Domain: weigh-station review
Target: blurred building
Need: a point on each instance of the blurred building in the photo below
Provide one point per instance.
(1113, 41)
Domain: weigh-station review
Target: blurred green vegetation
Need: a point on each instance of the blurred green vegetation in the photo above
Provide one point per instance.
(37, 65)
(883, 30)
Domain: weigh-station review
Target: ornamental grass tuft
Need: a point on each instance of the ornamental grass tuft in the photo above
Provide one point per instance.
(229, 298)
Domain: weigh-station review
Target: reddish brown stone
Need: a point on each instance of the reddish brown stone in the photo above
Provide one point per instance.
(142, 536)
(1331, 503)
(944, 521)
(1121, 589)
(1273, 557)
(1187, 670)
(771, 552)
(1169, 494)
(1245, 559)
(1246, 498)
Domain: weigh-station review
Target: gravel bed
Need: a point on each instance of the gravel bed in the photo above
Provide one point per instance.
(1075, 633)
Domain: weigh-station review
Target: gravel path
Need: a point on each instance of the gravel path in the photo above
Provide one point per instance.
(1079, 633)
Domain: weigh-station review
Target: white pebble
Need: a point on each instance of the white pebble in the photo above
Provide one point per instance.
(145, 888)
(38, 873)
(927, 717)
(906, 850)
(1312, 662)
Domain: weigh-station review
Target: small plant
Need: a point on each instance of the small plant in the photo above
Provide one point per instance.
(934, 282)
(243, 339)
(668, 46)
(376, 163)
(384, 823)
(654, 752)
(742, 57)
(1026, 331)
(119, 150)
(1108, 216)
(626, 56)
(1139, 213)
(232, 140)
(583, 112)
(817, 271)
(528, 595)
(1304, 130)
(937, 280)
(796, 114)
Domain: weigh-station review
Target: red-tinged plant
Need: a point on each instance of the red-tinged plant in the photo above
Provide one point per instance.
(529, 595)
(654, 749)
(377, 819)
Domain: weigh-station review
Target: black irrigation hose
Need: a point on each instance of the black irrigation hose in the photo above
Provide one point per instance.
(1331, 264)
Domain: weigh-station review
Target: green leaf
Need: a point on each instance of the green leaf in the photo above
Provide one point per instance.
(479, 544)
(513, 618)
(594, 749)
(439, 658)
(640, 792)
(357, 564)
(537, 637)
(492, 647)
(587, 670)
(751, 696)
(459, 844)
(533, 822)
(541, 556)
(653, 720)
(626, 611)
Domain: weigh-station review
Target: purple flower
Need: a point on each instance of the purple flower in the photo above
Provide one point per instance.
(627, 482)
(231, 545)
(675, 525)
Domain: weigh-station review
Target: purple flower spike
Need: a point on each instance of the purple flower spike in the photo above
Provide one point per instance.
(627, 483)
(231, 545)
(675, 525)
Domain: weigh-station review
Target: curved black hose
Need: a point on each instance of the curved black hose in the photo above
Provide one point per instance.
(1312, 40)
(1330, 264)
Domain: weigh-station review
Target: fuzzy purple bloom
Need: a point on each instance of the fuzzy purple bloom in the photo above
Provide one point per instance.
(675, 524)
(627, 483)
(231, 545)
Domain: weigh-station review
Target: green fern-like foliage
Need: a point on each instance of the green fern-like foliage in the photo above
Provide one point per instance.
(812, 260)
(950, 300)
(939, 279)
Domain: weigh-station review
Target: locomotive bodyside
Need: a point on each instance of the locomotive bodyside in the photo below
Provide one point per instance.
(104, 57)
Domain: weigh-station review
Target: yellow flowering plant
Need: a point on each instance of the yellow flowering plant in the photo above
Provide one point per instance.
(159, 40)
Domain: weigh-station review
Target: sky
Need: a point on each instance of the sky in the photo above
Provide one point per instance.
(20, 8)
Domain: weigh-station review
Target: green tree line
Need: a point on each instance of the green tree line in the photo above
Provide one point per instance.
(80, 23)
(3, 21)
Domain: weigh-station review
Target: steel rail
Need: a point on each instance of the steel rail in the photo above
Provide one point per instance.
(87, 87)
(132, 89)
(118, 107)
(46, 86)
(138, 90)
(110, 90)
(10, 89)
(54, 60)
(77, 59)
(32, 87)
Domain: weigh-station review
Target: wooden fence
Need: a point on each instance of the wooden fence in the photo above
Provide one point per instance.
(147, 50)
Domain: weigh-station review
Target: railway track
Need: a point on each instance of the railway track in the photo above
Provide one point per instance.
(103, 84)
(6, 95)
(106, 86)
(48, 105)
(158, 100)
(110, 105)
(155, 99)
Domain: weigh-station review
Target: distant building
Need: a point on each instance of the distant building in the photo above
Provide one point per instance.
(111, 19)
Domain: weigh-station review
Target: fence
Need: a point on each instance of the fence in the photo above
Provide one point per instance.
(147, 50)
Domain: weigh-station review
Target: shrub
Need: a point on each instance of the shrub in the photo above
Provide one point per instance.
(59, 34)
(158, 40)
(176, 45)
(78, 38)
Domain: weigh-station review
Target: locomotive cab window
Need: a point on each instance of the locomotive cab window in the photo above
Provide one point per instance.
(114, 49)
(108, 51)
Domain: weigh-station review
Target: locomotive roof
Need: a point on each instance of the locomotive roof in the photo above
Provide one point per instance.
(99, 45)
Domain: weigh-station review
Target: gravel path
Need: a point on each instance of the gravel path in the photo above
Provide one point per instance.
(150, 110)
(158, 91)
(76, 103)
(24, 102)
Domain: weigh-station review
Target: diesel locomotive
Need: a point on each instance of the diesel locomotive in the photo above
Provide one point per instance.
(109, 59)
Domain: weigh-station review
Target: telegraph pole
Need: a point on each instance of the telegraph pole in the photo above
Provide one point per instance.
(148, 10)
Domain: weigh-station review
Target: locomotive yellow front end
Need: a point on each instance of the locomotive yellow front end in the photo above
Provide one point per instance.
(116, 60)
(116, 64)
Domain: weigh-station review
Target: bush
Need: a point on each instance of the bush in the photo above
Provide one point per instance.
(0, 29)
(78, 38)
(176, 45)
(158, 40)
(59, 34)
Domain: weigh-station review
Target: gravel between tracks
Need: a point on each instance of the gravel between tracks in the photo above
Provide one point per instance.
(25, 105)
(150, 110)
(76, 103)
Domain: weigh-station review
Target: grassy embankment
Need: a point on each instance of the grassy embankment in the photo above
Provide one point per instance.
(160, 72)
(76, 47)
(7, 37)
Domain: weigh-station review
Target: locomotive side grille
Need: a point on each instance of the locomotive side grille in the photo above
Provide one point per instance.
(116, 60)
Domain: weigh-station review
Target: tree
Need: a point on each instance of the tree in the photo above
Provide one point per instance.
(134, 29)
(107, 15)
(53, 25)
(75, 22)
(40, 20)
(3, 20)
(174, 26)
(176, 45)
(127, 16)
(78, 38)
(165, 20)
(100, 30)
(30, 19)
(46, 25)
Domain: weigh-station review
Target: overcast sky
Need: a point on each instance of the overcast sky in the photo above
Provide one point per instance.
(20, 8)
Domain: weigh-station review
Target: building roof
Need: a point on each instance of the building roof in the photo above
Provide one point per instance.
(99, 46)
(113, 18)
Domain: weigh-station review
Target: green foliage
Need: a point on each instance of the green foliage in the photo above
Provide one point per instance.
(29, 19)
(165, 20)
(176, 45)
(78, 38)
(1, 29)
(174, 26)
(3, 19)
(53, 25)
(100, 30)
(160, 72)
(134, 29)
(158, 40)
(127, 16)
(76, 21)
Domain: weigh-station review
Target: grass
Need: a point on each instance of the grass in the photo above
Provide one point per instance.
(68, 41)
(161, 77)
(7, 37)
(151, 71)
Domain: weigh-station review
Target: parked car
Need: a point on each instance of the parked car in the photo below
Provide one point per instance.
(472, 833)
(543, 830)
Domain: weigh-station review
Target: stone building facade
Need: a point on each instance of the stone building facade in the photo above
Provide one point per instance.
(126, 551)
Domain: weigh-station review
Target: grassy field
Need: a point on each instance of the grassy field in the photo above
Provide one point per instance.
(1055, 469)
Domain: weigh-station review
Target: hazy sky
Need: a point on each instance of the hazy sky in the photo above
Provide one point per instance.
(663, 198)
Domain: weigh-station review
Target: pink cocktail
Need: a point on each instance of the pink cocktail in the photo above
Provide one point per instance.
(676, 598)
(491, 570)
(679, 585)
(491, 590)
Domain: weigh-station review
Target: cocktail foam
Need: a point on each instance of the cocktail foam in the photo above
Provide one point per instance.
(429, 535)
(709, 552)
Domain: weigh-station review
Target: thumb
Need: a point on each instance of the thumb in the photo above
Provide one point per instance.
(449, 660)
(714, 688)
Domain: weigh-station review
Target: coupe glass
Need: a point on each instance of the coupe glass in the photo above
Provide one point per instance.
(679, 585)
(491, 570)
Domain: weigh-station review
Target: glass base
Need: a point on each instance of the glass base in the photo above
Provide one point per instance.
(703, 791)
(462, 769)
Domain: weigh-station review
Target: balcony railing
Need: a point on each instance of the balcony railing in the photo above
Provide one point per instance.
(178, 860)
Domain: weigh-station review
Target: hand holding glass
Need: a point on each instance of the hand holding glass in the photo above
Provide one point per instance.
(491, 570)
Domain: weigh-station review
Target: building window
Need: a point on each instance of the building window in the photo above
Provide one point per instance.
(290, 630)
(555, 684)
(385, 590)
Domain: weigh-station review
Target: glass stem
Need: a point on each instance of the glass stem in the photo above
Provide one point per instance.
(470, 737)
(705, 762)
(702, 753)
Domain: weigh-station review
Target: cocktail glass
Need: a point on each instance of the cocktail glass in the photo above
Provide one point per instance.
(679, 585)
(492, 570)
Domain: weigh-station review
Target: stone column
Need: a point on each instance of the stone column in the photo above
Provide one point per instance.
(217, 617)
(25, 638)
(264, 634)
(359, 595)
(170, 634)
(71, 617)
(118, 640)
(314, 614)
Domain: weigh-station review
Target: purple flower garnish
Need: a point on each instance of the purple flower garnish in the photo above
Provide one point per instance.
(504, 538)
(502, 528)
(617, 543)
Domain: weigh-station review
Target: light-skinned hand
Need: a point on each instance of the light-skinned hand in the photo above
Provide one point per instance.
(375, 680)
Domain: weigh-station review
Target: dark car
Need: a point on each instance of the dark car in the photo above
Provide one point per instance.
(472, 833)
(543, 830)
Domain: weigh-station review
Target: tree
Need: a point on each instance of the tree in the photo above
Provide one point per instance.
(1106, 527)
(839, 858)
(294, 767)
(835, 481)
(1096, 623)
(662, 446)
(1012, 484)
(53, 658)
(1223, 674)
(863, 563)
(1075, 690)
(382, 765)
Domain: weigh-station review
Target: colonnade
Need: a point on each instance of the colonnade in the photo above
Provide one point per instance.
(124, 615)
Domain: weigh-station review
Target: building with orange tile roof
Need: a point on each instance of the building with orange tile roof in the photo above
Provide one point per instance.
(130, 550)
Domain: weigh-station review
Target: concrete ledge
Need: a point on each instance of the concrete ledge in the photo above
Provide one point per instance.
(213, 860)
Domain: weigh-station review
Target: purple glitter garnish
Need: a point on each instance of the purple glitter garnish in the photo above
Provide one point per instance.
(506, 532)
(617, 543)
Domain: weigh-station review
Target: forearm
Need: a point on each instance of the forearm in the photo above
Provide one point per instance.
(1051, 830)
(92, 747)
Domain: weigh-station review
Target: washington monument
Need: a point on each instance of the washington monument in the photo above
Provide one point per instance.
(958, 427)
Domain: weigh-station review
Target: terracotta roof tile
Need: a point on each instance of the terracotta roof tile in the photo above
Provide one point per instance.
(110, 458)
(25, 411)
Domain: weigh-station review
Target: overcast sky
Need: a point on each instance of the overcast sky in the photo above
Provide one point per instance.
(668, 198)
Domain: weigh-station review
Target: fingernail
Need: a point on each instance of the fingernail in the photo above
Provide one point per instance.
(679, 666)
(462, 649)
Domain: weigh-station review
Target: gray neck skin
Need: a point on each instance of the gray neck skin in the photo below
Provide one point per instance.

________________________________________

__The exercise__
Filter the data above down to the lines containing the word "embankment", copying each such line. Case counts.

__Answer to this task__
Target: grassy embankment
Need: a point on each instance of the grassy embankment in the photo above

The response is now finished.